══ Extrait du texte
Le départ des députés de l’opposition n’a presque rien changé pour le moment du moment où la Commission électorale continue de dérouler son chronogramme. Maintenez-vous toujours votre demande de départ de Salif Kébé à la tête de cette institution ?

La déclaration publiée demandant la révocation de Salif kébé a été faite après un consensus avec les partis de l’opposition même si le document a été signé par Sidya Touré et moi. Parce que Kébé a violé son serment parce qu’il ne s’est pas montré indépendant. Lorsqu’Alpha Condé lui a dit qu’il faut les élections avant la fin de l’année, en tant qu’expert électoral il savait pertinemment que c’est impossible. Mais il a obéi aux ordres d’Alpha Condé sachant que c’est impossible d’aller au scrutin le 28 décembre 2019. Il a obéi à un ordre illégal du président, si demain Alpha lui demande de publier des résultats qui lui sont favorables il va le faire. Il a failli à son serment et violé le code électoral. Toutes ces fautes cumulées méritent qu’on le change. Nous exigeons qu’il soit remplacé par un autre cadre issu du barreau comme lui.
════
_Objectif de l'exercice_
Selon l'extrait sur la Commission électorale, par qui est-il exigé que Salif Kébé soit remplacé ? Les lignes qui suivent n'ont aucun rapport avec l'extrait.
══ Données fournies
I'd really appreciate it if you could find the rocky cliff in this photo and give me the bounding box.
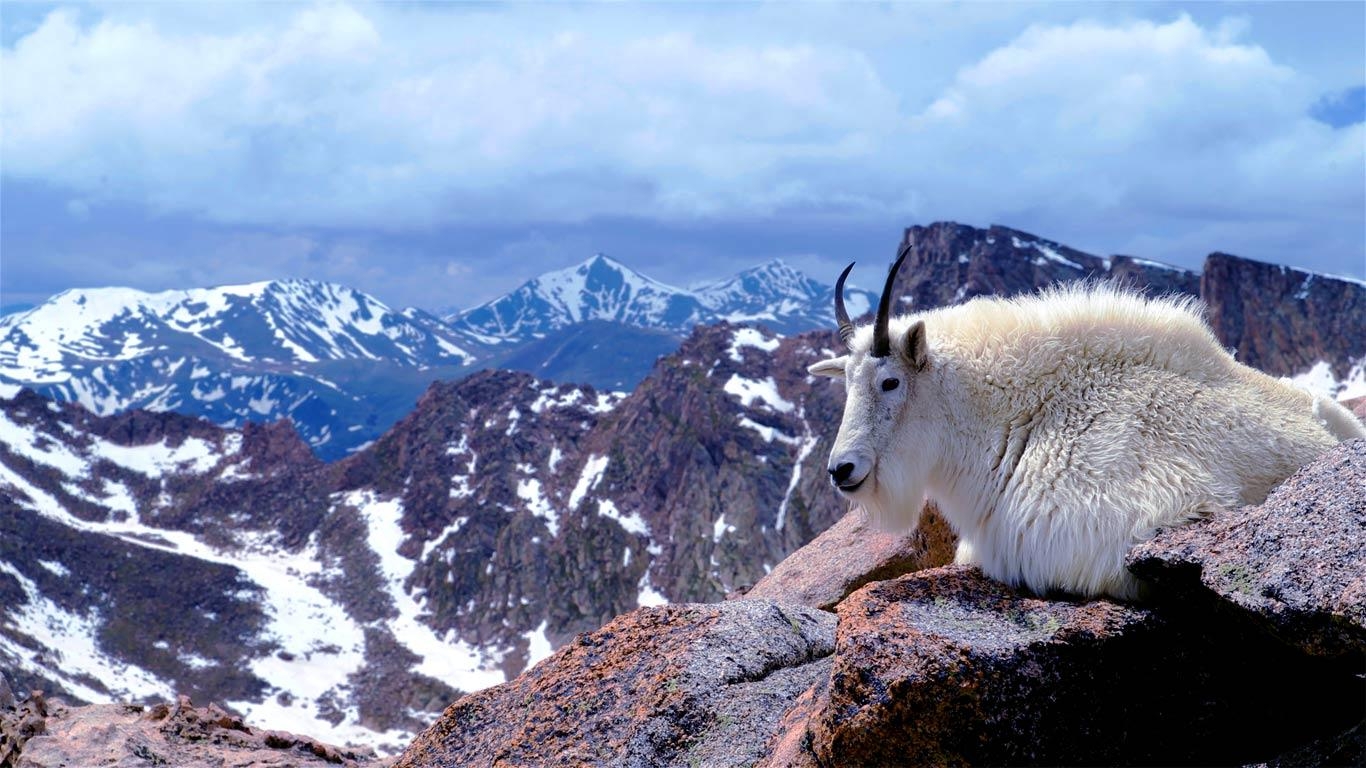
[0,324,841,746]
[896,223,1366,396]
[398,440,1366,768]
════
══ Données fournies
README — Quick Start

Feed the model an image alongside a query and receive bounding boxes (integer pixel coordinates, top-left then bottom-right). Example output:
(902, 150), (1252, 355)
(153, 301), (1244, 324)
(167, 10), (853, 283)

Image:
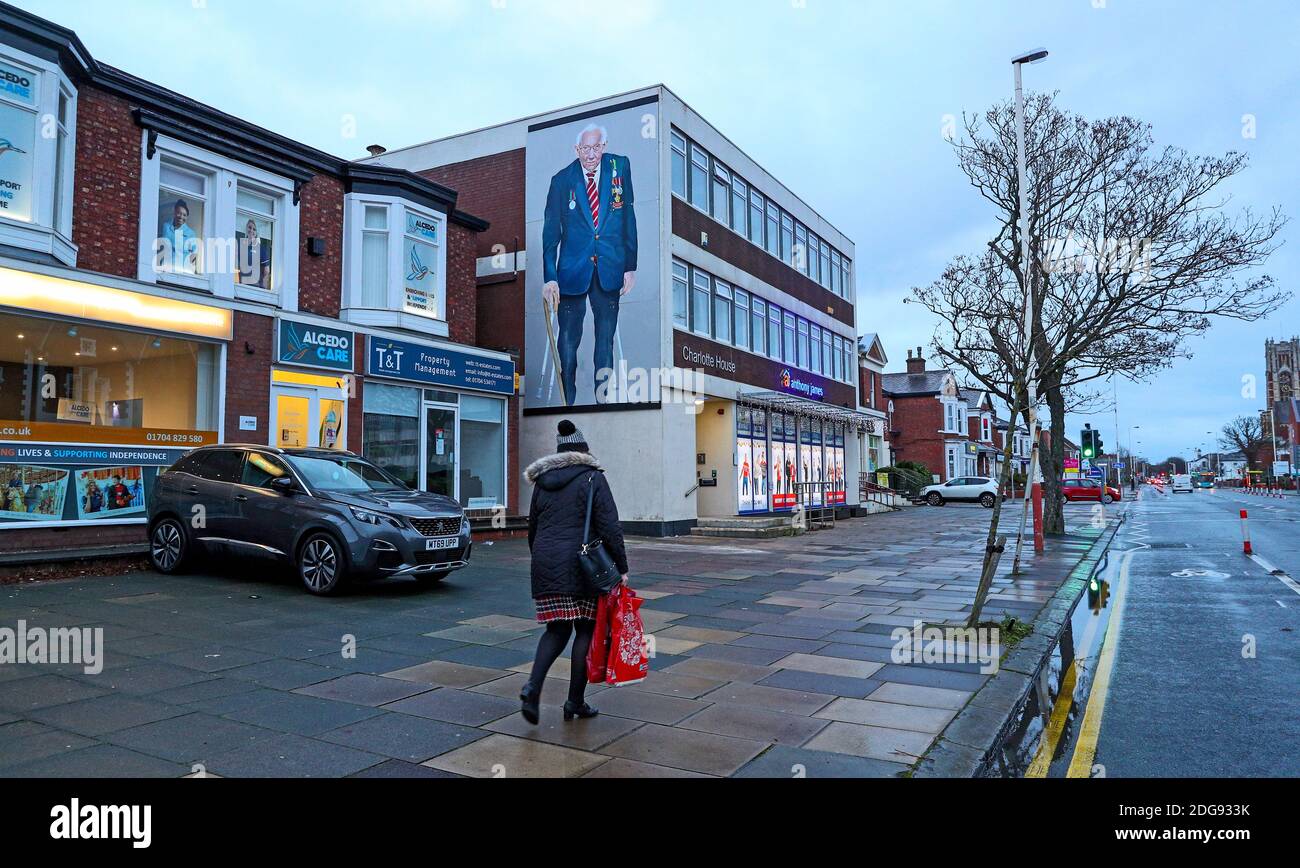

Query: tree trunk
════
_Réponse attendue_
Par un autre cadre issu du barreau, comme lui.